__Short exercise__: In the forum post about running a Dask cluster with a Dash app, which calculation does the problem occur during?

__Source document__:
====================
Reputation: 194
I'm trying to run a Dask
cluster alongside a Dash
app to analyze very large data sets. I'm able to run a LocalCluster
successfully and the Dask DataFrame computations occur successfully. The Dash
app is started using the following gunicorn
command:
Unfortunately, my issues occur when I try and move the cluster to coiled
.
coiled.create_software_environment(
name="my-conda-env",
conda={
"channels": ["conda-forge", "defaults"],
"dependencies": ["dask", "dash"],
},
)
coiled.create_cluster_configuration(
name="my-cluster-config",
scheduler_cpu=1,
scheduler_memory="1 GiB",
worker_cpu=2,
worker_memory="1 GiB",
software="my-conda-env"
)
cluster = coiled.Cluster(n_workers=2)
CLIENT = Client(cluster)
dd_bills_df = dd.read_sql_table(
table, conn_string, npartitions=10, index_col='DB_BillID'
)
CLIENT.publish_dataset(bills=dd_bills_df)
del dd_bills_df
log.debug(CLIENT.list_datasets())
x = CLIENT.get_dataset('bills').persist()
log.debug(x.groupby('BillType').count().compute())
The cluster is created and the data set is successfully published to the cluster and then the dataset is successfully pulled by the client into the variable x
. The problem occurs during the groupby()
calculation.
[2021-12-03 17:40:30 -0600] [78928] [ERROR] Exception in worker process
Traceback (most recent call last):
File "/Users/leowotzak/PenHole/test-containers2/venv/lib/python3.9/site-packages/gunicorn/arbiter.py", line 589, in spawn_worker
worker.init_process()
File "/Users/leowotzak/PenHole/test-containers2/venv/lib/python3.9/site-packages/gunicorn/workers/base.py", line 134, in init_process
self.load_wsgi()
File "/Users/leowotzak/PenHole/test-containers2/venv/lib/python3.9/site-packages/gunicorn/workers/base.py", line 146, in load_wsgi
self.wsgi = self.app.wsgi()
File "/Users/leowotzak/PenHole/test-containers2/venv/lib/python3.9/site-packages/gunicorn/app/base.py", line 67, in wsgi
self.callable = self.load()
File "/Users/leowotzak/PenHole/test-containers2/venv/lib/python3.9/site-packages/gunicorn/app/wsgiapp.py", line 58, in load
return self.load_wsgiapp()
File "/Users/leowotzak/PenHole/test-containers2/venv/lib/python3.9/site-packages/gunicorn/app/wsgiapp.py", line 48, in load_wsgiapp
return util.import_app(self.app_uri)
File "/Users/leowotzak/PenHole/test-containers2/venv/lib/python3.9/site-packages/gunicorn/util.py", line 359, in import_app
mod = importlib.import_module(module)
File "/Library/Frameworks/Python.framework/Versions/3.9/lib/python3.9/importlib/__init__.py", line 127, in import_module
return _bootstrap._gcd_import(name[level:], package, level)
====================
__Supplied entries__:

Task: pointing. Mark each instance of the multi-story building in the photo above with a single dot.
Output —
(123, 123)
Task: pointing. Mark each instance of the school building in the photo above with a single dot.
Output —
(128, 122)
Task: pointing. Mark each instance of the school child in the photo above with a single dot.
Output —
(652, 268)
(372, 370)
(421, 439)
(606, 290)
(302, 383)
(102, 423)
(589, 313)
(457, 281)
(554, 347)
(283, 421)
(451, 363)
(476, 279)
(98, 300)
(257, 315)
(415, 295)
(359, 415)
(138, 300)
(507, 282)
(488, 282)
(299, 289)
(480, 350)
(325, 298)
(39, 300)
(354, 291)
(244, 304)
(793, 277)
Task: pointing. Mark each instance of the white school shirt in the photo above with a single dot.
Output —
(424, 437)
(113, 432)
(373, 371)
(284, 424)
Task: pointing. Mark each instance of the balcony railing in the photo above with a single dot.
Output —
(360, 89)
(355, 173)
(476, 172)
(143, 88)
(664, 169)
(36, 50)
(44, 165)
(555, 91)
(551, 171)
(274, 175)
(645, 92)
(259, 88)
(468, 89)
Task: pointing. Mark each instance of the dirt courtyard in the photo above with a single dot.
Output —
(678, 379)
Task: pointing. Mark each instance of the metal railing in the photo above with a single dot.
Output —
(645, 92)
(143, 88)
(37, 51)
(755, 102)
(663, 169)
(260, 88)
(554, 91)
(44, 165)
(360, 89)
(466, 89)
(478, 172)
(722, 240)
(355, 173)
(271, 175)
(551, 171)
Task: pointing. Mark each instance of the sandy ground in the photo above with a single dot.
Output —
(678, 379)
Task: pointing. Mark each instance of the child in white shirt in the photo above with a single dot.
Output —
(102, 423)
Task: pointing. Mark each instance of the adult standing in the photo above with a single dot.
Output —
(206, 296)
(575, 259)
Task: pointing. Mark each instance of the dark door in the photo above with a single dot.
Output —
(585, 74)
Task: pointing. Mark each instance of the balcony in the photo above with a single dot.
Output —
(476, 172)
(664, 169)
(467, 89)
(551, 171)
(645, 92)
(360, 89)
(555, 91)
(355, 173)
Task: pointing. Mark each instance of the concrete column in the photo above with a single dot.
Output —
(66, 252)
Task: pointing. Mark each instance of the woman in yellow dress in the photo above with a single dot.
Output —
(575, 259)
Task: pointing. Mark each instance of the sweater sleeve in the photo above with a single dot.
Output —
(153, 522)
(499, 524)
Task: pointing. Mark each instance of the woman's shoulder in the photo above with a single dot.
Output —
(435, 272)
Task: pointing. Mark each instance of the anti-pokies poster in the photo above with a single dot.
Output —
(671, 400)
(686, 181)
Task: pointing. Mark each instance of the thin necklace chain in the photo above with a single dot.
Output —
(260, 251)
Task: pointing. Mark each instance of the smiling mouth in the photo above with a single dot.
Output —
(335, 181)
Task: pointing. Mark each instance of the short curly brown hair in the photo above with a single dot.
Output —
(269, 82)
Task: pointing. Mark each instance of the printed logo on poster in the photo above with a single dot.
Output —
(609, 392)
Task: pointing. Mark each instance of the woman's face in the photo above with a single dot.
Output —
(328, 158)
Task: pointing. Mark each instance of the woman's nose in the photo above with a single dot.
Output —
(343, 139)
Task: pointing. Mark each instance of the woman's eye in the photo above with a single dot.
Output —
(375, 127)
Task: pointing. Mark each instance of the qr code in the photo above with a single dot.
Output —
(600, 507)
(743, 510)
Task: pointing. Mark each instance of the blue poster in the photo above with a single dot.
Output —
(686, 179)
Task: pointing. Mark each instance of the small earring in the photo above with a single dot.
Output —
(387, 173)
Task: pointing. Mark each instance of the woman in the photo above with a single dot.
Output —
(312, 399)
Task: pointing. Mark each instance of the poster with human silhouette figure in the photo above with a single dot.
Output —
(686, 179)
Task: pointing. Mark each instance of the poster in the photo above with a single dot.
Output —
====================
__Output for this task__: The groupby() calculation.